**WORK INSTRUCTIONS:**
1 > In the business news excerpt, by what percentage did the English wine producer Gusbourne grow its annual revenues?
2 > Please repeat word for word the section of the business news excerpt that begins with the words "Gross profit margin" and ends with "increased production volumes.".

**TEXT SHOWN:**
SIS added that the company’s financial position remains robust given performance in line with its base scenario. The proceeds from the £4.5 million placing in April 2020 means the company has substantial headroom and can exit the current trading environment well placed to deliver on its long-term growth strategy, it stated.
Clarke added: “Despite the continued high degree of uncertainty from the COVID-19 pandemic and associated economic impact, our strategy remains unchanged, focusing on science-led innovation, building brand equity, taking our share of e-commerce business and developing global markets.
“On behalf of the Board, I would like to thank all employees of the Group for their commitment to the Company in the face of the challenges presented by the COVID-19 pandemic. As a result of their dedication and professionalism, we have continued to serve customers throughout the first half of the year without interruption.”
Elsewhere, English wine producer Gusbourne has grown annual revenues by 31% as sales increased both in the UK and internationally.
Sales rose from £1.26m to £1.65m during the year as it expanded its customer base both in the UK and overseas.
Revenues were held back by limited stock availability at this time, but they do represent continuing like for like growth in the sale of Gusbourne wines since 2013.
Gross profit margin has increased from 17% in 2014 to 56% in 2019, reflecting economies of scale in respect of the group’s increased production volumes.
Adjusted EBITDA for the year was a loss of £1.29m up from £907k last year, with pre-tax losses rising to £2.6m from £1.7m.
Gusbourne said these losses continue to be in line with expectations and the long-term development strategy of the group which is based on continuing sales growth of the Gusbourne wines, supported by increasing wine stocks, and which is planned to provide a positive cashflow during the course of the next few years.
The company has also experienced a strong start to trading in the first three months of the year, with revenue performance ahead of directors’ expectations.
Since the end of March 2020, the company’s distribution channels have been impacted by COVID-19, although the company has taken steps to mitigate this impact.
On the production side, both vineyard and winery operations have continued to work through the lockdown with appropriate safety protocols put in place. The company has furloughed a number of staff members, particularly in the sales function and taken various steps to reduce costs at this time.

**DATASET EXTRACT:**

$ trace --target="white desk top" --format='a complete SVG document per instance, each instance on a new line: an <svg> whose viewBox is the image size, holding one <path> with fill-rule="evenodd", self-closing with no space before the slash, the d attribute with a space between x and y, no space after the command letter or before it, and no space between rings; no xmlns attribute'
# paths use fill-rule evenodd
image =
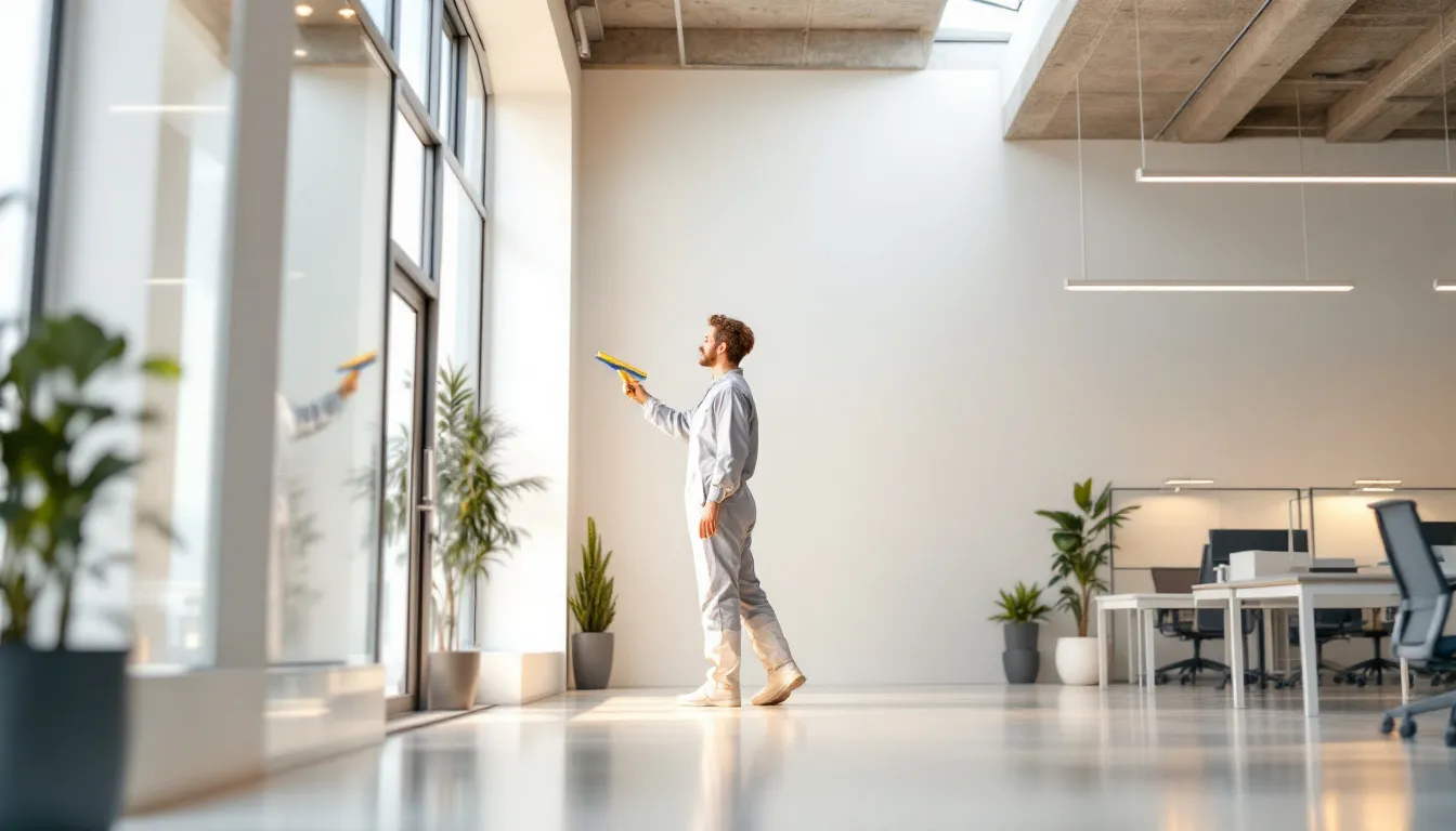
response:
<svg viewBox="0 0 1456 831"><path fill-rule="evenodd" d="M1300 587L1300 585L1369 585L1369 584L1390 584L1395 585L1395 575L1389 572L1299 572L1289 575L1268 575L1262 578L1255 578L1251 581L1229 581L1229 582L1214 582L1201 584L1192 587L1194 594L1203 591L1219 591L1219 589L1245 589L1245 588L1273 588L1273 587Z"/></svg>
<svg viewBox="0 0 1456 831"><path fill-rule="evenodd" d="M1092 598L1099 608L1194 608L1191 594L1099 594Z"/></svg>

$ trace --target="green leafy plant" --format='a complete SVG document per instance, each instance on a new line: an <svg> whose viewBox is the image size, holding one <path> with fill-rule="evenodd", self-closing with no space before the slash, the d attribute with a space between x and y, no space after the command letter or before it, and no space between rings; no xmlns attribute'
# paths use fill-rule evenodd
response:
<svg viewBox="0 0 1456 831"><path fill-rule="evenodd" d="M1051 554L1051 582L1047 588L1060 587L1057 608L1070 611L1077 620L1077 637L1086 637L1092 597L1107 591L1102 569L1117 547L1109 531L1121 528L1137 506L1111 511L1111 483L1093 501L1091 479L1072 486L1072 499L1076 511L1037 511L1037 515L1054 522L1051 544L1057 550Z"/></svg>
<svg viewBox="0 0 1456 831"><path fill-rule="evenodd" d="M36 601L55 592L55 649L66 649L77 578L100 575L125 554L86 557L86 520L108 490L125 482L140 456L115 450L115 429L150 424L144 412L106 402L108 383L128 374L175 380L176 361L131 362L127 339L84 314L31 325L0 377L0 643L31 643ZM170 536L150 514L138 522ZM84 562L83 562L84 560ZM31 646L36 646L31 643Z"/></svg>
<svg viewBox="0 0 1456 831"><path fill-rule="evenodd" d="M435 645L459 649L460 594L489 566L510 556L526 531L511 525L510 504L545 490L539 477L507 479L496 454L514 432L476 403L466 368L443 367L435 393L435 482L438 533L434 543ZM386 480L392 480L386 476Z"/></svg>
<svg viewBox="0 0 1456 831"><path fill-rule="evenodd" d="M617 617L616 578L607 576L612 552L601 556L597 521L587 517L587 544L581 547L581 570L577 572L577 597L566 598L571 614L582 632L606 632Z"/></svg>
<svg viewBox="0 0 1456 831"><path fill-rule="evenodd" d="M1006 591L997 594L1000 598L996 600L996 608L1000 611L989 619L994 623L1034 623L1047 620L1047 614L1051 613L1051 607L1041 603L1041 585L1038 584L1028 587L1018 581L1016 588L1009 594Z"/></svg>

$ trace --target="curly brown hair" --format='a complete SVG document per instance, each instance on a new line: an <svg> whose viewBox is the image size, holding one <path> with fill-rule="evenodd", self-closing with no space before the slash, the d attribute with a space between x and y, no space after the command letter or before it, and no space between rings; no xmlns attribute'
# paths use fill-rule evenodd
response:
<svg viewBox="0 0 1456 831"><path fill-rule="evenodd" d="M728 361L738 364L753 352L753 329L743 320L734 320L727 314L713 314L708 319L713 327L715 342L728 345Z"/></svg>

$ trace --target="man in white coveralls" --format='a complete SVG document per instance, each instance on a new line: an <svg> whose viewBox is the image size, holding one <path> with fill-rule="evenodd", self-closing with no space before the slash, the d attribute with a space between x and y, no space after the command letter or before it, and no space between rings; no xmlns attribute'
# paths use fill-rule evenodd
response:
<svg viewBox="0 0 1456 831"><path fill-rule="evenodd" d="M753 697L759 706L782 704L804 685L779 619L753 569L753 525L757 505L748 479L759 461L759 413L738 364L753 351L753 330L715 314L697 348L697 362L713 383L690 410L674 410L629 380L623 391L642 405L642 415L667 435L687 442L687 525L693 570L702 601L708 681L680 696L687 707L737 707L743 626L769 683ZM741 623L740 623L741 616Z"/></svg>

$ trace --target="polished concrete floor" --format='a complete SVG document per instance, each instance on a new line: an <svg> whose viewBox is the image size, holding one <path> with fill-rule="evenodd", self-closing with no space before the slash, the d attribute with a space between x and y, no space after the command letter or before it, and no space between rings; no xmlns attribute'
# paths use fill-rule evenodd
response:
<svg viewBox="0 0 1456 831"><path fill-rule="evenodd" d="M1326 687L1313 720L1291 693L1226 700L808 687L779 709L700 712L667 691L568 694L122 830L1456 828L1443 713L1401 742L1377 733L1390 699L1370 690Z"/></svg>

--

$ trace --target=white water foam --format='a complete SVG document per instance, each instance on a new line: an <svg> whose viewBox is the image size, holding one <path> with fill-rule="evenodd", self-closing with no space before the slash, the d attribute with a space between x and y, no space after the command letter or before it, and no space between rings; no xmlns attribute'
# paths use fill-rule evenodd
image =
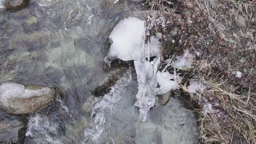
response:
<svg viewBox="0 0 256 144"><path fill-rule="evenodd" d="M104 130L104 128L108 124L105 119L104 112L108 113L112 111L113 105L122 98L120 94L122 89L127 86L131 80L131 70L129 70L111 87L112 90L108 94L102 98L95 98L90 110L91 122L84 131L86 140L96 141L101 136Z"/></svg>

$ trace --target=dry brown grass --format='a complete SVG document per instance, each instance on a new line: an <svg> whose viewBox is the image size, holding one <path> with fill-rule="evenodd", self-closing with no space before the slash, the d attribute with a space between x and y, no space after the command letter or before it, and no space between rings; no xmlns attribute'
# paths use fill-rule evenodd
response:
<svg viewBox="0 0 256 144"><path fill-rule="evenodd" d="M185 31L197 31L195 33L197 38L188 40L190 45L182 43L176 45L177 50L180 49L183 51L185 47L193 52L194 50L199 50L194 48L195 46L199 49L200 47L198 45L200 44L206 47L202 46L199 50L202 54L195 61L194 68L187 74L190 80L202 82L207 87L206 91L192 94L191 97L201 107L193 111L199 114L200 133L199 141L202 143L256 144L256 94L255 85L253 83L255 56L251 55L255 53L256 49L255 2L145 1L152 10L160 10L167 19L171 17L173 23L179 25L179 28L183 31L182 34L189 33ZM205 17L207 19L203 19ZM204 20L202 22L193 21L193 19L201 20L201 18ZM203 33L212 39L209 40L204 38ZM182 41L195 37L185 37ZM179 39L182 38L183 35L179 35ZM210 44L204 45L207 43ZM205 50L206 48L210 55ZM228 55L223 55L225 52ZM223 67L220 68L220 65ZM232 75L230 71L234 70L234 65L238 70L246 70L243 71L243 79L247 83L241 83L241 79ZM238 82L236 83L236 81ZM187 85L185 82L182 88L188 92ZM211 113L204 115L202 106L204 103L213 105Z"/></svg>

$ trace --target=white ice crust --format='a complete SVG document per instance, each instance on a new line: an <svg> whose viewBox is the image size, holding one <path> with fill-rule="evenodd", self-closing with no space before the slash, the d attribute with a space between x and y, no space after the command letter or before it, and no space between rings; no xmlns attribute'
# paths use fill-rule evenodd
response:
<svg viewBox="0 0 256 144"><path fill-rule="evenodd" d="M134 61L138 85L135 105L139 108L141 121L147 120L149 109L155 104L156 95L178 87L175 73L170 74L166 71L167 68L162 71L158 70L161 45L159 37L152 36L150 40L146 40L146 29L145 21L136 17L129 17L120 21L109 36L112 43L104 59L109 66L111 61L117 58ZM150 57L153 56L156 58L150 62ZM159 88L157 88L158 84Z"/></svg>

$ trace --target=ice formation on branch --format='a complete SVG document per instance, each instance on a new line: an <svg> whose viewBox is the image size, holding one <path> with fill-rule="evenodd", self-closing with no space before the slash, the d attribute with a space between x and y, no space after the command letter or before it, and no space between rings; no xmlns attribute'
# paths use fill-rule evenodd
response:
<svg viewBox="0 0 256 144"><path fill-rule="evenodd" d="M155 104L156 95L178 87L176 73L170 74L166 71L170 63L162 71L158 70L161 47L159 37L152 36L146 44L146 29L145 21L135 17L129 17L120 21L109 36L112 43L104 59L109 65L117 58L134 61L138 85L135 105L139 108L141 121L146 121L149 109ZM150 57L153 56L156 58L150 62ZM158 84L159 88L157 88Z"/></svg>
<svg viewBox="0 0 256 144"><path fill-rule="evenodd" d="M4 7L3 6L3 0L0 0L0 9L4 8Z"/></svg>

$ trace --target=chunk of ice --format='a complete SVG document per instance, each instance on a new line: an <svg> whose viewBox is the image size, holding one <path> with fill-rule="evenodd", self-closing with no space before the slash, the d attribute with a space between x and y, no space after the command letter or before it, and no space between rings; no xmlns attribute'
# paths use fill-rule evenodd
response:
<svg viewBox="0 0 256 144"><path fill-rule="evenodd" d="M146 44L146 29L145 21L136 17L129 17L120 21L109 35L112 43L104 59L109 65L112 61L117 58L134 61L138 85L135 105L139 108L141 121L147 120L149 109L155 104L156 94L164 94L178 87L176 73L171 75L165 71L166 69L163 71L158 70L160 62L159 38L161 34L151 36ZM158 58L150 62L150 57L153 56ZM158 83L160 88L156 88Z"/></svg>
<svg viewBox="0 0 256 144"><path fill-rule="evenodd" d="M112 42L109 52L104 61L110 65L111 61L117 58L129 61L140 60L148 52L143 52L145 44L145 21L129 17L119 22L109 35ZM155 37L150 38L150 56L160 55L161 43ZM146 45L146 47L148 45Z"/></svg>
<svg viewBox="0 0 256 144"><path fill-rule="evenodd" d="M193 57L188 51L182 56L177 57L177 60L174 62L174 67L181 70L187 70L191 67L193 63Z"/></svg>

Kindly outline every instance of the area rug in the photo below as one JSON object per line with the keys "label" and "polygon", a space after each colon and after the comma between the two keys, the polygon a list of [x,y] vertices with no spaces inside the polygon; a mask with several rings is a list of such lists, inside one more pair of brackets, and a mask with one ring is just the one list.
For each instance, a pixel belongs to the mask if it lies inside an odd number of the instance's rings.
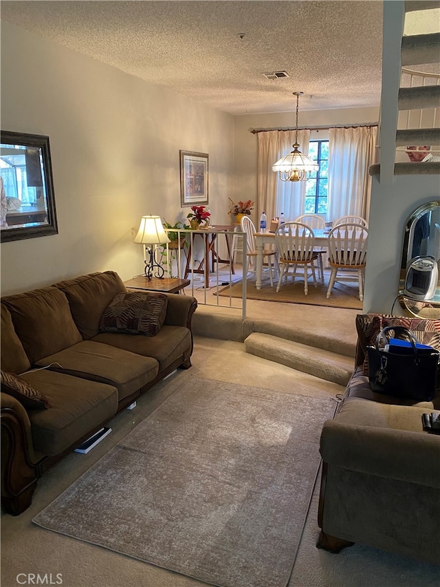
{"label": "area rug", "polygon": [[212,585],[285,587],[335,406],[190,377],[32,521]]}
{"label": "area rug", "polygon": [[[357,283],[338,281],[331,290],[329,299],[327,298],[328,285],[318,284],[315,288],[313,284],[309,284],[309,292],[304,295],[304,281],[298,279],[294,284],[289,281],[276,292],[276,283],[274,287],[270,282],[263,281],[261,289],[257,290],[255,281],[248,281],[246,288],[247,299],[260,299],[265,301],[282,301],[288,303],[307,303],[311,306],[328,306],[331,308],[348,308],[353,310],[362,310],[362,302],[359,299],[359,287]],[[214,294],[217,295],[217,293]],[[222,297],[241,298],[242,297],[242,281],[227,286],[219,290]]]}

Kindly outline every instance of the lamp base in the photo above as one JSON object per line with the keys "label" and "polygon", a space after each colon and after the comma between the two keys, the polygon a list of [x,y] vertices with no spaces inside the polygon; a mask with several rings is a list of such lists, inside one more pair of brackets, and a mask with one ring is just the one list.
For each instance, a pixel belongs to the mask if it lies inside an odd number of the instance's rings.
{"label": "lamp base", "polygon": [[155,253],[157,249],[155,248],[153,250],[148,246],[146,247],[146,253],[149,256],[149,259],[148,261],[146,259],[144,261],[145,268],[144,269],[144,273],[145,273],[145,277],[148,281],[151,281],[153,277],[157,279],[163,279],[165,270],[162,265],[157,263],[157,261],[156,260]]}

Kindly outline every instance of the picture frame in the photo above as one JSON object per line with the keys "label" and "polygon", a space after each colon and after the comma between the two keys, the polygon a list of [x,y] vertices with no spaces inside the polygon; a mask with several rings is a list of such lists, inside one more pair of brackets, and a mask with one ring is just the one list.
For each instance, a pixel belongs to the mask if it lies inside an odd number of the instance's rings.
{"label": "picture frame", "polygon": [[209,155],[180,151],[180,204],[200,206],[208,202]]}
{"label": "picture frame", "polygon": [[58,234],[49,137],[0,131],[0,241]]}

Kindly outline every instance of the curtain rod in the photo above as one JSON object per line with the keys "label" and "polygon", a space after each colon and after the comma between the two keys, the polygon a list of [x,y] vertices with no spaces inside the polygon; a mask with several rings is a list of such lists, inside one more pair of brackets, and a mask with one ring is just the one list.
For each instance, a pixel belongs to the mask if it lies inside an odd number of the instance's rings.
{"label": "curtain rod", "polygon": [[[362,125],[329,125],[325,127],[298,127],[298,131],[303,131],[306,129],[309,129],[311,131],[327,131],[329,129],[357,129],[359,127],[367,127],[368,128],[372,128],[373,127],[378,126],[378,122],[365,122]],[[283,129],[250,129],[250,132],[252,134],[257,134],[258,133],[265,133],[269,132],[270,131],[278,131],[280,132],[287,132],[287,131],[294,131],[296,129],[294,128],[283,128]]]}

**RESPONSES:**
1 > 31%

2 >
Gross profit margin has increased from 17% in 2014 to 56% in 2019, reflecting economies of scale in respect of the group’s increased production volumes.